• **Instrucción de trabajo 1**
Según la entrevista, ¿qué trajo el subteniente Benavides cuando lo mandaron a sacar una copia de la llave?
• **Instrucción de trabajo 2**
Duplica el fragmento de la entrevista que empieza en las palabras "Mi mamá tenía" y termina después de "enorme y formal?".

:: Texto de estudio ::

Mi mamá tenía edecanes. Recuerdo al subteniente Benavides, que era divertido. Todo el tiempo le castigaban. Un día lo mandaron a sacar una copia de la llave y trajo una fotocopia. Sabía que le iban a castigar pero no se resistía a hacer la broma.

Yo regresé a estudiar en Guayaquil, allí me gradué. Mi papá me entregó mi título de bachiller, acababa de cumplir diecisiete años.

                —¿Cómo te sentías en los almuerzos y cenas en una mesa enorme y formal?

—Lo que más me preocupaba era que mi papá casi nunca subía a comer. Con mi hermana tomamos la decisión de que no comeríamos hasta que él no viniera. A veces bajábamos al despacho y nos plantábamos allí para que supiera que no íbamos a comer si él no venía. Una especie de huelga de hambre para que se tomara el tiempo de ir a comer.

                —¿Cómo recibiste la noticia del accidente de tus padres?

—Estaba estudiando inglés en Washington y viendo la posibilidad de ingresar a una universidad. Cuando me fui mi papá me bromeaba diciendo: “No te vayas. Ya vas a ver, haré algo para que regreses”. Pero respetó mi decisión. Era el 24 de mayo y hubo una fiesta en la embajada, y recuerdo haber visto a la esposa del embajador, que era hija de Galo Plaza, llorar descompuesta al teléfono. Y me pregunté: “¿Qué habrá pasado?”. Luego, casi no recuerdo lo que pasó. Estaba con mi mejor amiga del colegio, Adela Simon, y alguien vino a hablar conmigo y me dieron una pastilla. Tengo recuerdos fragmentados y borrosos de ese día. Al comienzo pensé que estaban todos, incluidos mis hermanos. Con mi hermana Diana tenemos un año de diferencia, compartimos el cuarto y todo. El primer momento pensé en mi hermana, luego supe que ella no estaba. A mí me dijeron que hubo un accidente, nunca me dijeron que habían muerto. Me embarcaron en un avión. Hicimos escala en Miami y se subió una de las mejores amigas de mi mamá. Yo estaba medio dopada, pero todo el tiempo iba pensando que quizá era una broma, y a eso me aferraba. Recordaba que mi papá me había dicho: “Vas a ver lo que voy a hacer para que vuelvas”. Y pensé que era una broma de él y me decía: “Qué broma tan pesada, tan horrible”, pero quería que fuera eso. Es curioso cómo el cerebro de uno te hace trampas, te quiere proteger.

Me di cuenta de que mis papás habían muerto cuando se abrió la puerta del avión, en Quito, y vi la cara de dolor mi tío León que me estaba esperando. Era un dolor que lo traspasaba. Era el tío con el que yo jugaba trepándome en su barriga para abrirle la mano, pero vi su rostro y allí tomé conciencia. Fue un dolor inenarrable. Para mí el mundo se acabó. Lo único que yo quería era llegar al palacio y sacar a mis hermanos. Sentí que ese palacio nos había quitado a mis papás y quería salir de allí.

:::
:: Extracto de registros ::

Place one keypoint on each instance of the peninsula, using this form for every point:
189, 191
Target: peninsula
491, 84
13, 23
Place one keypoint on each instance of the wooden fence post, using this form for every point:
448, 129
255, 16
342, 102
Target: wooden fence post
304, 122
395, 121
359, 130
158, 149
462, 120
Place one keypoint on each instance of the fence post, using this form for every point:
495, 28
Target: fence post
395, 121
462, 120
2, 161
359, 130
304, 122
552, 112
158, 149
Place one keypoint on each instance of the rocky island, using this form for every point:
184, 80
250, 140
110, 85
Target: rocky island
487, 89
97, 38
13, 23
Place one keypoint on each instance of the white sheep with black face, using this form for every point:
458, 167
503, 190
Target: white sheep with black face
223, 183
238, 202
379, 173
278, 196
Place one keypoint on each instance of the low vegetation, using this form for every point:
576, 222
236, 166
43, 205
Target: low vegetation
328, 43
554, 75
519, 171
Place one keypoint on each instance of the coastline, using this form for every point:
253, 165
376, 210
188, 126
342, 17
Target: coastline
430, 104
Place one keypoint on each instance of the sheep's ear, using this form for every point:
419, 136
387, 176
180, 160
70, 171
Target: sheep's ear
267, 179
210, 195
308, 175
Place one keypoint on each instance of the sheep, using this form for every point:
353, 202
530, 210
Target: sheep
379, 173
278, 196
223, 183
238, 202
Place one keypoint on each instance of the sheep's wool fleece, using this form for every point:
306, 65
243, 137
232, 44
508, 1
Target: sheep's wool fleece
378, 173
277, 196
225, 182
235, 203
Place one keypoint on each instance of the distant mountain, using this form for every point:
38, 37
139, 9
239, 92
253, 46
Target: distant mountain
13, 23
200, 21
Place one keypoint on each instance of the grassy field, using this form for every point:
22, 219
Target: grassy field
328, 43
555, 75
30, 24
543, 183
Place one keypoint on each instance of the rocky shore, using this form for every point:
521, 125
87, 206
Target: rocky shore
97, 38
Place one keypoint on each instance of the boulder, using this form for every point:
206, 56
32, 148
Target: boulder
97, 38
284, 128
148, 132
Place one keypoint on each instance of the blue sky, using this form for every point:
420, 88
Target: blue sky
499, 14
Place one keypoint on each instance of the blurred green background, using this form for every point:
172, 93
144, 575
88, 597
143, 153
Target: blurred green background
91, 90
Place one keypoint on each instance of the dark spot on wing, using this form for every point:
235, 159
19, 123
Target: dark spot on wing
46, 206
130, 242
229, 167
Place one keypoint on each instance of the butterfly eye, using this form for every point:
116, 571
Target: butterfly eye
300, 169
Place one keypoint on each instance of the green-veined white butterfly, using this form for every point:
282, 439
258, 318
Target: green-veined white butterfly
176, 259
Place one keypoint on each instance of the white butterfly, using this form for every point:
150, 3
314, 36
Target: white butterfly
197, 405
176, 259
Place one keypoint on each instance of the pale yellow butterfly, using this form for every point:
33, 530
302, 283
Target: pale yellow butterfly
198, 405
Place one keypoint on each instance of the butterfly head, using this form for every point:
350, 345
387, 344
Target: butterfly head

:::

• **Respuesta final 1**
Una fotocopia.

• **Respuesta final 2**
Mi mamá tenía edecanes. Recuerdo al subteniente Benavides, que era divertido. Todo el tiempo le castigaban. Un día lo mandaron a sacar una copia de la llave y trajo una fotocopia. Sabía que le iban a castigar pero no se resistía a hacer la broma.

Yo regresé a estudiar en Guayaquil, allí me gradué. Mi papá me entregó mi título de bachiller, acababa de cumplir diecisiete años.

                —¿Cómo te sentías en los almuerzos y cenas en una mesa enorme y formal?